— Task input —
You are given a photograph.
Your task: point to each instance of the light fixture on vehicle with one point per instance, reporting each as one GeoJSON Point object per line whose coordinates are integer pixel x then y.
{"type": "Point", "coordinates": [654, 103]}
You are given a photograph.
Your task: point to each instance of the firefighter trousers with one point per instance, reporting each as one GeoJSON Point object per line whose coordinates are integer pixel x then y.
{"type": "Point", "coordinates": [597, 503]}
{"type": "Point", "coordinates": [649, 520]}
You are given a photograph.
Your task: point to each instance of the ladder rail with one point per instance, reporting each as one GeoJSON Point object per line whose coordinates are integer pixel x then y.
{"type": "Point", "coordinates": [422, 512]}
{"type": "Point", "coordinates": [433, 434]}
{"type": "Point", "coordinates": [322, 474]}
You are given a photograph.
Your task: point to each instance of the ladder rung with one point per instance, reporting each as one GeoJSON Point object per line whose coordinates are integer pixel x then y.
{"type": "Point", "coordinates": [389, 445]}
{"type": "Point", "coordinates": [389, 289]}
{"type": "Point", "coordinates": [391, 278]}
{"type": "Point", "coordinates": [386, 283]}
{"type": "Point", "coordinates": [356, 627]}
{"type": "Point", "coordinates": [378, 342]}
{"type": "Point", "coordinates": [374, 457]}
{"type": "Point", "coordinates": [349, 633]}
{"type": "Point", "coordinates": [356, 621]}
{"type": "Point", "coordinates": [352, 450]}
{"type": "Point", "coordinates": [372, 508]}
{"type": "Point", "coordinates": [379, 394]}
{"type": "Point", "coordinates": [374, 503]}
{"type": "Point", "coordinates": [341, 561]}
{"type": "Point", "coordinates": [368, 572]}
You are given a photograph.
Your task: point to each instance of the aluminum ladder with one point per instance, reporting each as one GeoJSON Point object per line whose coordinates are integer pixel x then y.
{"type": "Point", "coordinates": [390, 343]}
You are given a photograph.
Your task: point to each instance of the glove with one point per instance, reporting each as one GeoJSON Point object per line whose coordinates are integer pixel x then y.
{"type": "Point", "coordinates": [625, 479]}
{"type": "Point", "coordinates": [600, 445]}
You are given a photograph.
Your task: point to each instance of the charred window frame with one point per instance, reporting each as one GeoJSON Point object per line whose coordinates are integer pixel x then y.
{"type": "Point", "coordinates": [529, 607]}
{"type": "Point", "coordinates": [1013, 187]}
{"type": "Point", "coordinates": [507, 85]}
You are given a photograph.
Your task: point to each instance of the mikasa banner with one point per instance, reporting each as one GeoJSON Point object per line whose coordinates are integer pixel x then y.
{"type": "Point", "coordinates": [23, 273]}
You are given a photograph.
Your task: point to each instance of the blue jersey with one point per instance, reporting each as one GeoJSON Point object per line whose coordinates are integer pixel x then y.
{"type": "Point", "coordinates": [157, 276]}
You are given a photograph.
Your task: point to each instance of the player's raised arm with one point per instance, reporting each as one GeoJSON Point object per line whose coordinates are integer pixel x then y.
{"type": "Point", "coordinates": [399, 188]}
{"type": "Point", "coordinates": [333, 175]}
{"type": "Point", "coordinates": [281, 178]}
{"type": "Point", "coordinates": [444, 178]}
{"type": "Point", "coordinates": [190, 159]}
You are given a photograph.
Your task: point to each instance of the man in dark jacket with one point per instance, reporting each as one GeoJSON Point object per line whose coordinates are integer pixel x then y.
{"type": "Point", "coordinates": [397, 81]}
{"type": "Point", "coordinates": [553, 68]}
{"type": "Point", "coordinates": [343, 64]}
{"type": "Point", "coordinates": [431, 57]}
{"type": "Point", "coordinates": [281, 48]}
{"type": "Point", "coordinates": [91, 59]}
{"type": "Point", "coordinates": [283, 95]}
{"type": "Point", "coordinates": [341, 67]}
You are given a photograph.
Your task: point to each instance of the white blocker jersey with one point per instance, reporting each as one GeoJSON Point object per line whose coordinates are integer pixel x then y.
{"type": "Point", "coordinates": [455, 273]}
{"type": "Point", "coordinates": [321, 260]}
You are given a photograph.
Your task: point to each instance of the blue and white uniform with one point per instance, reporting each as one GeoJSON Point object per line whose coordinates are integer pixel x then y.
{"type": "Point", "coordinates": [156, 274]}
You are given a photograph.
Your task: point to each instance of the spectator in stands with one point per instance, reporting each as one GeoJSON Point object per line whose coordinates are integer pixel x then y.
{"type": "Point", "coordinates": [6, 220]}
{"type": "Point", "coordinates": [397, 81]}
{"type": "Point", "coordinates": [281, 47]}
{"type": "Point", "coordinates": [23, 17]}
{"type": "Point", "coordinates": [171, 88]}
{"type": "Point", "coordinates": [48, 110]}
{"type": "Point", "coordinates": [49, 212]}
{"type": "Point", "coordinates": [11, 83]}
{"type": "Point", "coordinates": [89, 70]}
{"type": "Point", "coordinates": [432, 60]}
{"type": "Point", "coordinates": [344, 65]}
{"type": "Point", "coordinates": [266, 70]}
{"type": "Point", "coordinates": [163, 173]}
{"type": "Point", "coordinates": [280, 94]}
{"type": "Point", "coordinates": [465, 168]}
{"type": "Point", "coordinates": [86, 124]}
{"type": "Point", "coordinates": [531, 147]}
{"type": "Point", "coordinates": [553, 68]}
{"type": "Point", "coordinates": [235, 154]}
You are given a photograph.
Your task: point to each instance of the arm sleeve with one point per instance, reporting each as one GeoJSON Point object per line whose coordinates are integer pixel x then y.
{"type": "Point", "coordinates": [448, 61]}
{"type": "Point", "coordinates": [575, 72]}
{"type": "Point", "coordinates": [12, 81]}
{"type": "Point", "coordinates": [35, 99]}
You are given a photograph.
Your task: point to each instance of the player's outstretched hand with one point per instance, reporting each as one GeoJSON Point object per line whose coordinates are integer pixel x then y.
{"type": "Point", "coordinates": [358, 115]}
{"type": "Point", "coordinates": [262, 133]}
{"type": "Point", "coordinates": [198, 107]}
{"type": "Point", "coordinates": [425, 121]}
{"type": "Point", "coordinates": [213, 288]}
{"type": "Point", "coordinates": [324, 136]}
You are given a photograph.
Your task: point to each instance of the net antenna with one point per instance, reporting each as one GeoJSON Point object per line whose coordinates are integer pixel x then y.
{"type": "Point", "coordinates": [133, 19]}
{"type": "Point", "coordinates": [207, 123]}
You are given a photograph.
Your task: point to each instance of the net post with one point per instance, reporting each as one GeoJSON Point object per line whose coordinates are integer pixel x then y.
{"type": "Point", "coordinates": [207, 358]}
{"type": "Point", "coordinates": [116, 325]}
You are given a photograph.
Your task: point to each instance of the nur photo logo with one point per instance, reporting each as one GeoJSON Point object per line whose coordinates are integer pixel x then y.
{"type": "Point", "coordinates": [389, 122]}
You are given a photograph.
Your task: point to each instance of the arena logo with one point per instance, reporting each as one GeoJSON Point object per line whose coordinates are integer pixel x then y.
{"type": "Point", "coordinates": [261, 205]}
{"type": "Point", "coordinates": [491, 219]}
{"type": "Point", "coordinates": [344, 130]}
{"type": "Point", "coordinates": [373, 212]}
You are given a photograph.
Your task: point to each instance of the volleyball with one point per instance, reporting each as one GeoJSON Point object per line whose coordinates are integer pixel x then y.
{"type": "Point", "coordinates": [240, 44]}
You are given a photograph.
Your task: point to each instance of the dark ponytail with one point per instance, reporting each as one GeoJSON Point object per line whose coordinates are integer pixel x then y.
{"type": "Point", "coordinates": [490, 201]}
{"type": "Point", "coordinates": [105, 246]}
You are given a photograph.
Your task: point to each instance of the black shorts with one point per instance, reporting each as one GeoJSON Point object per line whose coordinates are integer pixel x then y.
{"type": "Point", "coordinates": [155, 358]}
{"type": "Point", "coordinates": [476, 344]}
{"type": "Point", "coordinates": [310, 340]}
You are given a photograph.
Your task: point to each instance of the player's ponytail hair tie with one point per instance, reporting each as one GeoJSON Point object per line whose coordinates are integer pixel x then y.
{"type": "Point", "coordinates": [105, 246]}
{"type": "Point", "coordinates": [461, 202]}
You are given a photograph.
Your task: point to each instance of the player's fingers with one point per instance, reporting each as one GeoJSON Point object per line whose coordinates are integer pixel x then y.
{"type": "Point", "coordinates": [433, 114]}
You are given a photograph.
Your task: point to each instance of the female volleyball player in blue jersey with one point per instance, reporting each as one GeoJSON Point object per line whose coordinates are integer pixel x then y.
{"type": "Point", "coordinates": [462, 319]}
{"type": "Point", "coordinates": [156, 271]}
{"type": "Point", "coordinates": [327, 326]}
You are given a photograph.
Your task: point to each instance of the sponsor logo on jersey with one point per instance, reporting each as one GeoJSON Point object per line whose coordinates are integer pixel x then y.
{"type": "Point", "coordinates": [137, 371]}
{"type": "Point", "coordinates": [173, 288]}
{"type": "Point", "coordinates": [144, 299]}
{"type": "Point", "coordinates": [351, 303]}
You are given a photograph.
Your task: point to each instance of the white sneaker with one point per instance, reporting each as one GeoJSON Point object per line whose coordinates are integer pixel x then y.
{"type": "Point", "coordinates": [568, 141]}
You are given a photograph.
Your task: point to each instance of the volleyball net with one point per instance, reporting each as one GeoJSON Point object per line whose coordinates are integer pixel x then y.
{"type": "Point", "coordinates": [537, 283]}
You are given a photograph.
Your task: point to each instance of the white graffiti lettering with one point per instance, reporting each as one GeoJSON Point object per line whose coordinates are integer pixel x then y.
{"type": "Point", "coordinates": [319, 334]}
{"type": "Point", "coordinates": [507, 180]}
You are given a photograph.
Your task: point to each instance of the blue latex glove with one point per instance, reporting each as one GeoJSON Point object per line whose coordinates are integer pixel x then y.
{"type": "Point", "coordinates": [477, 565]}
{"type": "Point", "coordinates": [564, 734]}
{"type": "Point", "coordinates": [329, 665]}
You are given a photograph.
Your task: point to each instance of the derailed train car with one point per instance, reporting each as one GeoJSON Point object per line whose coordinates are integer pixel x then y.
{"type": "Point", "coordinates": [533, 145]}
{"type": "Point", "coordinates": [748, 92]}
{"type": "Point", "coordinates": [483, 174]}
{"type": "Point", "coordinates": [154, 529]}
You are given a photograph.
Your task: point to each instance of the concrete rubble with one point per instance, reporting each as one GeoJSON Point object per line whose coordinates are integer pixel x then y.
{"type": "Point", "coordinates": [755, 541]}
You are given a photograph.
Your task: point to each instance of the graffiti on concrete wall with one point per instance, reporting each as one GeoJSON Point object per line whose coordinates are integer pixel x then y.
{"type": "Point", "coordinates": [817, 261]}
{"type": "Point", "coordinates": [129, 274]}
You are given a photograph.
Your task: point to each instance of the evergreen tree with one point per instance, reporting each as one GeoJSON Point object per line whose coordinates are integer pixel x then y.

— Short exercise —
Filter the lines above, keeping every one that contains the word "dark"; case counts.

— Exercise solution —
Your task: point to each instance of the man in dark jacket with one point per instance, reporting each as one GeoJSON Point object per line whose coordinates are integer pixel x then y.
Your task: point to each instance of the dark ponytail with one point per instance, reporting each as one GeoJSON Point object per line whose coordinates are integer pixel x then y.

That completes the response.